--- MATERIAL FOR THIS TASK ---

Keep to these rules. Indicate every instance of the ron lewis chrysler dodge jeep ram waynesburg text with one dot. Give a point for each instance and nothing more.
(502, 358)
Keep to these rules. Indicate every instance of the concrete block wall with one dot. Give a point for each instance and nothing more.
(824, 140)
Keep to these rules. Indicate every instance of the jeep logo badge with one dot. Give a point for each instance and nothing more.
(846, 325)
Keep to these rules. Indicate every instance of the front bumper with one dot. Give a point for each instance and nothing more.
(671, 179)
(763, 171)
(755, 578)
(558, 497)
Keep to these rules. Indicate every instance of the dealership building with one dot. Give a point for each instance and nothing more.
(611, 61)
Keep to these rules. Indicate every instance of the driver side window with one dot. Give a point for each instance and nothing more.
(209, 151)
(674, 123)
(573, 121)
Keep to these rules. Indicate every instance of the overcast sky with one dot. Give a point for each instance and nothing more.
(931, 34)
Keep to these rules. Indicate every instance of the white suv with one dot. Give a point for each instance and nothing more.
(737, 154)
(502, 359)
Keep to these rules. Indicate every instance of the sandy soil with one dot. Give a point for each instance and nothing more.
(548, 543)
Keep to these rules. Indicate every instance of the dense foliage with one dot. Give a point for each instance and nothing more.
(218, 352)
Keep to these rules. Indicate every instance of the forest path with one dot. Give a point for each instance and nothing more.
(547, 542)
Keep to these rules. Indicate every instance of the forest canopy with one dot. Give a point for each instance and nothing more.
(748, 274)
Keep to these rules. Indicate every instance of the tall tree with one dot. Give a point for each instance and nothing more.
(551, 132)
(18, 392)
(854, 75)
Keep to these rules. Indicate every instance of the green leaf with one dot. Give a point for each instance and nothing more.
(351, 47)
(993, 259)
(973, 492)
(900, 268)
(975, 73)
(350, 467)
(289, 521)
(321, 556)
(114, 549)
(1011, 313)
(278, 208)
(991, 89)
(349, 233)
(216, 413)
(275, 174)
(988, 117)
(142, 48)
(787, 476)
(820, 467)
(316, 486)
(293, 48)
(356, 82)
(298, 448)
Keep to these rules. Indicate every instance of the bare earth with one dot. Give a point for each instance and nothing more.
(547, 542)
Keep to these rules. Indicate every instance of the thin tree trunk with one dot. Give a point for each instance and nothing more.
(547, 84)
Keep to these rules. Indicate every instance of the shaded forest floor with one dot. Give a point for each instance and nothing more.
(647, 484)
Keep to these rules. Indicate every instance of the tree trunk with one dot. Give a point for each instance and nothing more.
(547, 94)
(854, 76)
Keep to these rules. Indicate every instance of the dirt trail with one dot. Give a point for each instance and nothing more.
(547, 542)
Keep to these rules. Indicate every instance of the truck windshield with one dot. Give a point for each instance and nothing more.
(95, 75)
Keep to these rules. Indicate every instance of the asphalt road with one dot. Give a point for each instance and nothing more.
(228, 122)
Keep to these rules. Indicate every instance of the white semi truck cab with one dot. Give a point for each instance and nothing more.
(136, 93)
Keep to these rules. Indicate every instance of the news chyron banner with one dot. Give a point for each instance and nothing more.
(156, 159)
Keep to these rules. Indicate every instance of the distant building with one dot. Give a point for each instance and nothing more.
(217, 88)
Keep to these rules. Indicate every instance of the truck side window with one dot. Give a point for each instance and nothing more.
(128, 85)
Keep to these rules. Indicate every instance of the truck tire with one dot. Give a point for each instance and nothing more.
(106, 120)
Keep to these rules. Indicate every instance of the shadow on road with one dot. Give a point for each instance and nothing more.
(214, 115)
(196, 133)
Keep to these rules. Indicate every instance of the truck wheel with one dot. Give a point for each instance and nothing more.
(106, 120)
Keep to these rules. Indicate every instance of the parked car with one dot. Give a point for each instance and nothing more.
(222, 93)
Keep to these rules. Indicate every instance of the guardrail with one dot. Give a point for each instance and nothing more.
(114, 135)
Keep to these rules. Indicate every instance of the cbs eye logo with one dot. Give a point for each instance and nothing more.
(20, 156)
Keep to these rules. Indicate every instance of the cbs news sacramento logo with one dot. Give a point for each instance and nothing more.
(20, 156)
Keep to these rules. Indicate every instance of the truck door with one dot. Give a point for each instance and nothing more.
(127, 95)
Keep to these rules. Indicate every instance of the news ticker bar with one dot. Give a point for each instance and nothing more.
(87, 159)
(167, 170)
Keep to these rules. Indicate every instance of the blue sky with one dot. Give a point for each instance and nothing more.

---

TASK INSTRUCTIONS: What is needed here is an exact copy of all the entries.

RESULT OF THIS EXERCISE:
Keep to these rules. Indicate every instance of the ron lewis chrysler dodge jeep ram waynesburg text with one dot. Give a point for each instance and nothing more.
(502, 358)
Keep to these rules. Indicate every instance of the concrete block wall with one dot. Give a point for each instance and nothing more.
(824, 140)
Keep to these rules. Indicate every instance of the jeep logo badge with one dot. Give a point for each instance and nothing more.
(846, 325)
Keep to these rules. Indicate every instance of the front bumper with one dot. Give a point for each instance and nothing more.
(671, 179)
(763, 171)
(755, 578)
(558, 497)
Keep to these rules. Indicate every instance of the dealership building with one dot. Give a point for each instance and nothing more.
(611, 61)
Keep to these rules. Indicate every instance of the driver side window with one dot. Give a point for each instance and nothing more.
(209, 151)
(674, 123)
(573, 121)
Keep to these rules. Indicate every instance of the overcast sky with one dot. Give a point for each instance and nothing more.
(931, 34)
Keep to these rules. Indicate every instance of the white suv with one dot. Give a point for each instance and nothing more.
(737, 154)
(502, 359)
Keep to these rules. Indicate every instance of the sandy soil with one dot. Give a point for each instance and nothing more.
(548, 543)
Keep to these rules. Indicate every instance of the dense foliage with one dot. Give a point for each instance and nothing more.
(218, 352)
Keep to these rules. Indicate every instance of the forest path with one dot. Give a point for each instance and nothing more.
(547, 542)
Keep to these rules. Indicate every instance of the forest canopy with one dot. Give a point for each instance and nothing more.
(748, 274)
Keep to these rules. Indicate every instance of the tall tree with one dot. Give a point for each instance and nothing more.
(551, 132)
(18, 392)
(854, 75)
Keep to these rules. Indicate every instance of the green leaf with one dot. Give a point for each instance and nothing more.
(351, 47)
(993, 259)
(973, 492)
(900, 268)
(975, 73)
(350, 467)
(289, 521)
(321, 556)
(114, 549)
(1011, 313)
(278, 208)
(991, 89)
(349, 233)
(216, 413)
(275, 174)
(988, 117)
(142, 48)
(787, 476)
(820, 467)
(316, 486)
(293, 48)
(356, 82)
(298, 448)
Keep to these rules. Indicate every instance of the bare earth with one dot. Give a point for each instance and nothing more.
(547, 542)
Keep to these rules. Indicate every instance of the thin tree trunk with one dot. Give a point for each instance and nothing more.
(547, 84)
Keep to these rules. Indicate every instance of the shaded forest floor with one dot. Give a point for each instance and nothing more.
(647, 484)
Keep to these rules. Indicate every instance of the tree trunk with one dot. Give a point for each instance and nothing more.
(547, 94)
(854, 76)
Keep to these rules. Indicate every instance of the dirt trail with one dot. Give a point for each instance and nothing more.
(547, 542)
Keep to these rules. Indicate every instance of the truck windshield with one dot. Give a point for each instance and nothing more.
(95, 75)
Keep to these rules. Indicate every instance of the asphalt road with one dot. Give a point for each instance and nothing more.
(228, 122)
Keep to these rules. Indicate every instance of the white semi truck cab with one dot. Give a point for each instance and nothing more.
(136, 93)
Keep to these rules. Indicate every instance of the news chyron banner with one dot. Give a point for each instance and nothing more.
(156, 159)
Keep to these rules. Indicate every instance of the distant building with one dot. Give a point for each instance and nothing more.
(217, 88)
Keep to these rules. Indicate every instance of the truck side window with one dot. Give a point for each instance and nothing more.
(128, 85)
Keep to these rules. Indicate every instance of the truck tire with one dot. Give a point for each instance and nothing more.
(106, 120)
Keep to these rules. Indicate every instance of the shadow on road with one dot. Give a point for each instance and nothing more.
(214, 115)
(196, 133)
Keep to these rules. Indicate every instance of the truck wheel with one dot. Give a point for each instance and nothing more.
(106, 120)
Keep to these rules. Indicate every instance of the parked car with one dot. Give a point for each instance and nothing more.
(222, 93)
Keep to these rules. Indicate every instance of the guardrail with one dot. Give a point for each instance and nothing more.
(114, 135)
Keep to these rules. Indicate every instance of the cbs eye logo with one dot. Give a point for each instance and nothing more.
(20, 156)
Keep to these rules. Indicate every instance of the cbs news sacramento logo with one dot. Give a point for each instance and nothing more.
(20, 156)
Keep to these rules. Indicate every instance of the truck door with one dot. Give a point for each instance and nothing more.
(127, 95)
Keep to these rules. Indicate every instance of the news ticker bar with one dot. Give a point for each instance and nothing more.
(87, 159)
(167, 170)
Keep to these rules. Indicate every instance of the blue sky with one dot. Give a point for each instance and nothing more.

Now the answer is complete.